What is being asked: All of the records must be set down again word for word.

Raw data:
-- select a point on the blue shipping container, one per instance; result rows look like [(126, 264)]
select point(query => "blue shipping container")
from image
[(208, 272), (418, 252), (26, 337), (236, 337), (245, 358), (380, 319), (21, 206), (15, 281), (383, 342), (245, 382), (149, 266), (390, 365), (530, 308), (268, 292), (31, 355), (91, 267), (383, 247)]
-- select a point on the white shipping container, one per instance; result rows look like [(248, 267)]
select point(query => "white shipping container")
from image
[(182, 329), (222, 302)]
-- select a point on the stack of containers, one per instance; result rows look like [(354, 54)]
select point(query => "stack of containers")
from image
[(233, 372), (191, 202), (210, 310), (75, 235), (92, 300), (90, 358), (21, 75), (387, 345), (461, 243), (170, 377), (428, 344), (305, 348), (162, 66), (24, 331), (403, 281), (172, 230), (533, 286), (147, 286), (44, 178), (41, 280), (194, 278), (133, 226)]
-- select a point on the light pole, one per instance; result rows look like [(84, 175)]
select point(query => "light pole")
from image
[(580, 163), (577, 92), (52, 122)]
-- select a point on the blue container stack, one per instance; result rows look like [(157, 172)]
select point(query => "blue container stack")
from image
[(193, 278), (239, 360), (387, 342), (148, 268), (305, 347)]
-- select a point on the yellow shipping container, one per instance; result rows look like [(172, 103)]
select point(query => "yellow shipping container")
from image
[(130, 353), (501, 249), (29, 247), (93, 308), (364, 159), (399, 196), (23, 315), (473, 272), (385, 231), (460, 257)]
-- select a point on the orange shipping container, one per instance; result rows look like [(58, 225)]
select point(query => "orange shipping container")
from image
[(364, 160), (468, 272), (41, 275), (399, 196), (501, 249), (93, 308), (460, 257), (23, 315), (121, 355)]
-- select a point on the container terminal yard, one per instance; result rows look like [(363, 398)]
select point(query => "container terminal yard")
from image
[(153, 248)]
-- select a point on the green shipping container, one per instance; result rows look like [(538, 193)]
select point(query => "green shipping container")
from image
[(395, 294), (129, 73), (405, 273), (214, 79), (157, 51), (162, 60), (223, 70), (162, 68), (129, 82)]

Written solution:
-- select a point on the blue shipping container, one per instance; result rows look like [(126, 264)]
select point(query => "blue shipping container")
from image
[(208, 272), (418, 252), (26, 337), (236, 337), (245, 358), (380, 319), (21, 206), (15, 281), (383, 342), (245, 382), (149, 266), (390, 365), (530, 308), (268, 292), (31, 355), (91, 267), (383, 247)]
-- select a point on the white shipping container, one per instance; result rows look like [(248, 267)]
select point(query => "white shipping container")
from image
[(182, 329), (222, 302)]
-- select a point on the stack of containers, one per instance; result rows look like [(354, 54)]
select point(query => "stack of containers")
from image
[(233, 372), (191, 202), (210, 310), (75, 235), (92, 300), (90, 358), (21, 75), (387, 345), (461, 243), (170, 377), (428, 344), (305, 348), (162, 66), (24, 331), (403, 281), (172, 230), (533, 286), (147, 286), (44, 178), (41, 280), (194, 278), (133, 226)]
-- select a point on the light pole, one per instance; result rows look like [(84, 175)]
select point(query => "light pole")
from image
[(580, 163), (577, 92), (52, 122)]
-- select a point on the blue container stack, one per instance; result rows look like [(157, 172)]
select point(query => "blue container stack")
from image
[(193, 278), (239, 360), (387, 342), (148, 268), (305, 347)]
-- select a point on the yellow shipping container, one per instance; result rows look like [(172, 103)]
select point(query => "yellow shipping container")
from image
[(130, 353), (501, 249), (29, 247), (93, 308), (364, 159), (399, 196), (23, 315), (473, 272), (385, 231), (460, 257)]
-- select a point on the orange shipping container, one per instance; result rows look like [(58, 225)]
select point(query => "orange shipping container")
from image
[(364, 160), (468, 272), (41, 275), (399, 196), (501, 249), (93, 308), (460, 257), (23, 315), (121, 355)]
-- select a point on the container terminal yard, one per instance; result rows look like [(363, 398)]
select point(query => "container terminal yard")
from image
[(153, 248)]
-- select a point on the green shipping container, one per instance; result rows look like [(538, 193)]
select point(query => "green shipping container")
from image
[(395, 294), (129, 73), (405, 273), (214, 79), (157, 51), (162, 60), (223, 70), (162, 68), (129, 82)]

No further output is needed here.